-- Task prompt --
Copy out the records from the line with "segment --region=puppy's front paw" through the end of the records, keeping every line that names a region or gives the hole rule unchanged. In each outline below them, multiply every point coordinate by 2.3 and round to the nearest whole number, with halves rounded up.

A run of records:
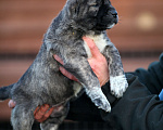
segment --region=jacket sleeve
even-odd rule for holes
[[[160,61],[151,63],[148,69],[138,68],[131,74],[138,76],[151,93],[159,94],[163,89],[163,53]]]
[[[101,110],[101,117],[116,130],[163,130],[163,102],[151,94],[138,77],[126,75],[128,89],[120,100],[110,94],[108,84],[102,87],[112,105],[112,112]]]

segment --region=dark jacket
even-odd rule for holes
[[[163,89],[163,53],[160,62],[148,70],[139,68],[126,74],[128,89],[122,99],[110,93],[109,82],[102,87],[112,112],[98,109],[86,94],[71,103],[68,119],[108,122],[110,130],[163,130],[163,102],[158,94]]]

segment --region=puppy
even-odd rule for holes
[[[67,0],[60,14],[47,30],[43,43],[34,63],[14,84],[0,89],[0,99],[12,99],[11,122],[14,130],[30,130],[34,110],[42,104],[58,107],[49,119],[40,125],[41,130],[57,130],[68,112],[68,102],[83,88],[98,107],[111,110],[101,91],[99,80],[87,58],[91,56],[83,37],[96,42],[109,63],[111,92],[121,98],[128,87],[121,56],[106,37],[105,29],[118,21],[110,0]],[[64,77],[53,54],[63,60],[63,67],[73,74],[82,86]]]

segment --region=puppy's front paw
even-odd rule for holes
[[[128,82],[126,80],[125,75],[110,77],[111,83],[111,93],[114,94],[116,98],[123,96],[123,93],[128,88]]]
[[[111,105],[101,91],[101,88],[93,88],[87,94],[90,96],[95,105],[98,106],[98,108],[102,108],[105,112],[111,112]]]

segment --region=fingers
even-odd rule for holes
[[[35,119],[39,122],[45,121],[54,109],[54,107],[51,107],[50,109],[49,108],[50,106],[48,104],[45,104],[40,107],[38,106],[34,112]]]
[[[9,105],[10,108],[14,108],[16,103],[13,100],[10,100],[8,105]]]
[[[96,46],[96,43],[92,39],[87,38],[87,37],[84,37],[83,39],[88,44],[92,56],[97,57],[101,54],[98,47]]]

-- Written answer --
segment --region=puppy's front paw
even-odd rule for holes
[[[294,189],[290,184],[288,173],[253,177],[255,191],[255,214],[262,216],[267,225],[283,221],[283,214],[294,202]]]
[[[255,242],[232,209],[232,202],[214,202],[200,216],[207,221],[219,242],[225,244],[225,248],[235,248],[242,258],[255,258]]]

segment --region=fingers
even-odd rule for holes
[[[81,274],[90,281],[104,278],[124,251],[124,246],[117,246],[115,251],[113,248],[115,244],[110,239],[104,239],[92,246],[87,244],[78,258]]]
[[[21,242],[23,248],[32,248],[37,237],[30,230],[23,230],[18,242]]]
[[[221,106],[221,99],[212,90],[200,87],[200,85],[193,85],[191,90],[202,101],[212,129],[223,131],[232,124],[225,108]]]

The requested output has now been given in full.